**Stated exercise:** Repeat the listing below, swapping the phrase "farthest from its outline" for "farthest from its boundary" everywhere it appears and changing nothing else.

==================================================

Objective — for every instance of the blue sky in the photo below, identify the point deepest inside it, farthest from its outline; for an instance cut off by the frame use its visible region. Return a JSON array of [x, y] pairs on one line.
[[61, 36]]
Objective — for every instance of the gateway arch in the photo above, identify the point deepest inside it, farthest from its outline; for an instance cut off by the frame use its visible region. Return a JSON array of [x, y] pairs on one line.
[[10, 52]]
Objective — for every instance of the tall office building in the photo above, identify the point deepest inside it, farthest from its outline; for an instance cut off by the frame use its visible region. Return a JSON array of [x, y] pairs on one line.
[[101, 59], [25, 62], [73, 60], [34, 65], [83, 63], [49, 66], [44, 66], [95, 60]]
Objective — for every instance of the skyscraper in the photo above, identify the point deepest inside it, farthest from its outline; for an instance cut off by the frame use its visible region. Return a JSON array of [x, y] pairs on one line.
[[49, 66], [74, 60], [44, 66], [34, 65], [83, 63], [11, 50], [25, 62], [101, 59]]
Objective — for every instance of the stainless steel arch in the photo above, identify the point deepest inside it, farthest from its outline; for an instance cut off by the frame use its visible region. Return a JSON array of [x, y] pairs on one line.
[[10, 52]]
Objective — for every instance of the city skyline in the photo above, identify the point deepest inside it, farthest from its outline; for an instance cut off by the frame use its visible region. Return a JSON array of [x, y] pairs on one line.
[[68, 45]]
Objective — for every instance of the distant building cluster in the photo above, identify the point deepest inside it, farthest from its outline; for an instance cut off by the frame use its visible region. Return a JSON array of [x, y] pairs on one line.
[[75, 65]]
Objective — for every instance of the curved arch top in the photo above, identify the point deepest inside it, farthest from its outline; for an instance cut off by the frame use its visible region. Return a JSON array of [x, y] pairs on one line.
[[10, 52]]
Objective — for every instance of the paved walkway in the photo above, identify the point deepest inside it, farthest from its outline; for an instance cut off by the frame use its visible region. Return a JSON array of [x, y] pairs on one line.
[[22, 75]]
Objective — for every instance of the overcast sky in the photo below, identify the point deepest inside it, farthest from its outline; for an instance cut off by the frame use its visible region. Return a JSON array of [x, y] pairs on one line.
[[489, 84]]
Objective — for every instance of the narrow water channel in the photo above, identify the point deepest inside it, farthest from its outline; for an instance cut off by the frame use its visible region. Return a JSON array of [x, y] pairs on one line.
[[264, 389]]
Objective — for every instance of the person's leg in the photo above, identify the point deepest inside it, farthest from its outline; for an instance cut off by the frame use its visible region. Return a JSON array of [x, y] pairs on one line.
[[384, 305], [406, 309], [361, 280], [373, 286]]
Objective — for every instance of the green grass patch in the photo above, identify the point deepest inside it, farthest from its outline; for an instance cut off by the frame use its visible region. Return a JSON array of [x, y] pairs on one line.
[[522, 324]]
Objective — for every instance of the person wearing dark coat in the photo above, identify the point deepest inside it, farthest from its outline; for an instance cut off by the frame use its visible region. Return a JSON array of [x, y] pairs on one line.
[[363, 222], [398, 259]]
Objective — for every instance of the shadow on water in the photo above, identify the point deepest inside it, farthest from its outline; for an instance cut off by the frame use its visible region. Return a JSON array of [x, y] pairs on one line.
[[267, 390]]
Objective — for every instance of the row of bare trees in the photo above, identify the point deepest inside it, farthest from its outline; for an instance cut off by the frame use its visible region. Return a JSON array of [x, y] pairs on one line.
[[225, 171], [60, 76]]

==================================================

**Reply to the exercise:**
Objective — for every instance of the blue sky in the photo below, identify the point deepest inside it, farthest from its boundary; for an instance cut off by the frame use its visible region. Return a JSON array of [x, y] pairs on one line.
[[61, 36]]
Objective — for every instance of the gateway arch in the photo above, identify the point deepest inside it, farthest from its boundary; for an instance cut off by the frame use its visible region. Return a JSON array of [x, y] pairs on one line.
[[10, 52]]
Objective — for every instance of the tall office building in the photo above, identify the point deepest inside it, farthest from its boundary; for an instance cut off by the frame use its visible region. Return a JSON array of [x, y] pairs on one line.
[[101, 59], [25, 62], [73, 60], [34, 65], [83, 63], [49, 66], [44, 66], [95, 60]]
Objective — for every instance of the skyscraper in the photo above, identify the point deepest inside it, farthest from its boundary; for an instance cut off by the frame use its visible region. Return a JSON array of [x, y] pairs on one line.
[[49, 66], [74, 60], [44, 66], [34, 65], [83, 63], [11, 50], [25, 62], [101, 59]]
Objective — for every instance of the stainless steel arch in the photo above, identify the point deepest inside it, farthest from its boundary; for an instance cut off by the frame use its visible region. Return a JSON array of [x, y] pairs on one line.
[[10, 52]]
Objective — for every instance of the city skyline in the photo above, identify the point deepest inside it, farthest from its boundary; for an instance cut off by the frame use its visible region. Return a JSON array of [x, y] pairs on one line.
[[68, 45]]
Objective — for every instance of the distant building cluster in the photo above, identify the point deepest inside it, farthest from its boundary; for an instance cut off by the frame use its visible region. Return a JSON array of [x, y] pairs on one line.
[[75, 65]]
Objective — for every instance of the curved arch top in the photo above, identify the point deepest inside it, farthest from its boundary; for an instance cut off by the frame use its visible region. Return a JSON array of [x, y] pairs on one line.
[[10, 52]]
Objective — for every instance of the paved walkway in the photo above, identify the point deepest inside it, farthest from its boundary; for an instance cut off by the frame use its visible region. Return a JSON array of [x, y] pairs on one line.
[[22, 75]]
Objective — for every instance of the overcast sky in the photo below, identify the point deepest inside it, farthest from its boundary; for an instance cut off by the frame use its visible region. Return a JSON array of [x, y] pairs on one line.
[[489, 84]]
Objective — for every instance of the narrow water channel in the photo above, identify the point deepest inside it, farthest from its boundary; for an instance cut off by the frame use its visible region. Return a JSON array of [x, y] pairs on one line.
[[264, 389]]
Objective — for every instance of the person's leg in the photo above, identify the point deepest inside it, farthest from its boundary; for an instance cut off by the frame use its visible region. Return a JSON array of [x, y] pairs on one line.
[[384, 305], [406, 309], [361, 280], [373, 286]]
Objective — for every instance of the green grass patch in the photo above, identify the point deepest inside it, farthest from its boundary; for an instance cut off by the frame use its visible region. Return a JSON array of [x, y] pairs on one line.
[[522, 324]]
Objective — for every instance of the person wearing dark coat in the photo above, identify the point deepest inside it, farthest from its boundary; for an instance cut off by the frame use its visible region. Return a JSON array of [x, y] pairs on one line.
[[363, 222], [398, 259]]
Objective — for every instance of the shadow on water in the photo above, identify the point deepest inside it, farthest from its boundary; for an instance cut off by the frame use its visible region. Return a JSON array of [x, y] pairs on one line.
[[267, 390]]
Objective — for every instance of the row of bare trees in the photo above, identify the point deepest inside it, farthest from its boundary; for an instance cut off by the frame use its visible region. Return a JSON array of [x, y] pairs on one line.
[[225, 171], [60, 76]]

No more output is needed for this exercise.